• [Document]:
---*---

MadFriarAvelyn posted:

I was redirected over here from the general questions thread.. Recently I bought a meat thermometer via my farm share and after reading the instructions for it I found out it has a terrible quirk where it will automatically turn itself off after ten minutes if the temp it is detecting is below 110 F. To me this makes it almost completely useless for doing the long low and slow roasts I bought it for. Can anyone here recommend a meat thermometer that won't just abandon a long roast after ten minutes?
I think almost anything is going to pass that barrier, hopefully. At my parents’ I have a $10 Ikea oven thermometer that has no problem handing that situation

ROJO
Jan 14, 2006

Oven Wrangler

Thirded. Thermoworks makes great stuff.

Fall Dog
Feb 24, 2009
On a whim I decided to chuck a few beef ribs on to the smoker. They seem to turn out best for me when I follow a time-based routine and ignore the thermometer altogether.


Definitely no veggies on that plate.

I guess for me it means less fiddling with the smoker and fussing over what the temperature should be, which results in a tasty end product.

---*---

• [Data section]:

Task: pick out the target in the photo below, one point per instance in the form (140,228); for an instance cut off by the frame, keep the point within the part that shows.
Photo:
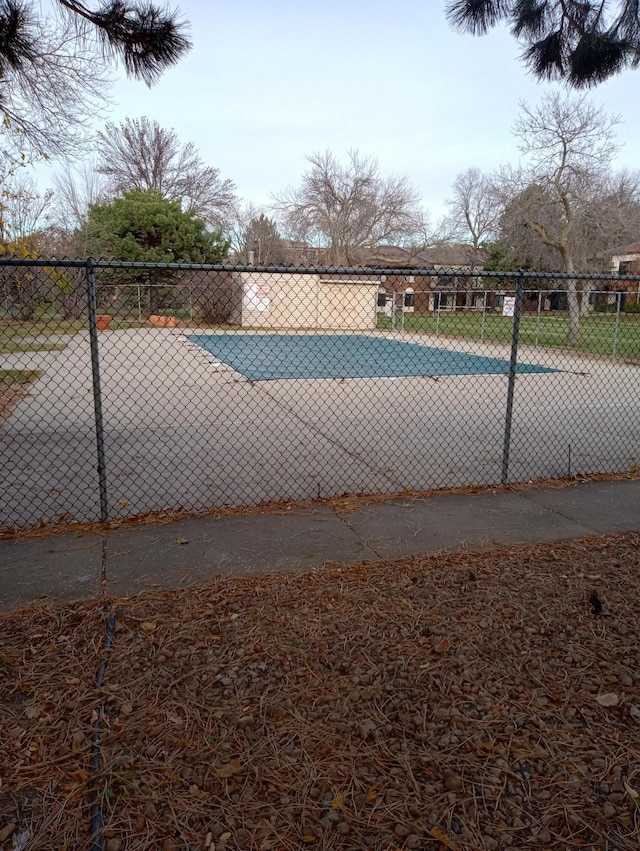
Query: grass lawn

---*---

• [Directive A]:
In the meat thermometer thread, condense the paragraph beginning "I was redirected over here" into two or three sentences that keep its main facts.
• [Directive B]:
According to the meat thermometer thread, what kind of thermometer does one poster keep at their parents' place, and what did it cost?
• [Directive C]:
Pick up the meat thermometer thread after its final sentence, continuing in the same forum-reply style.

• [Task response A]:
The poster bought a meat thermometer through a farm share and learned from its instructions that it switches itself off after ten minutes whenever the temperature it detects is below 110 F. That makes it nearly useless for the long, low-and-slow roasts it was bought for. The poster asks for a recommendation for a thermometer that won't shut off partway through a long roast.

• [Task response B]:
A $10 Ikea oven thermometer.

• [Task response C]:
I should have put them on a bit earlier though, because I forgot I was also smoking a few for the dogs, and they eat earlier than I do. No complaints from them at least! I didn't take a photo of the meat because I was too busy nodding and saying "mhm" while eating.

Murgos
Oct 21, 2010
I live in a town with a strong Brazilian population and the meat markets have a lot of very cheap, massive, 4 bone chuck rib sections.

In the tradition they seem to be pretty much universally cooked via moderate direct heat, usually about 18” to 24” above coals until just about falling off the bone.

I’m thinking of trying this out in a couple weeks but I’m wondering what happens if you just do the low and slow smoke route with them?

Are they just too massive and going to take forever? Or is there some detail with the fat content and intra muscular connective tissue that just makes 225 indirect heat a problem? Anyone know?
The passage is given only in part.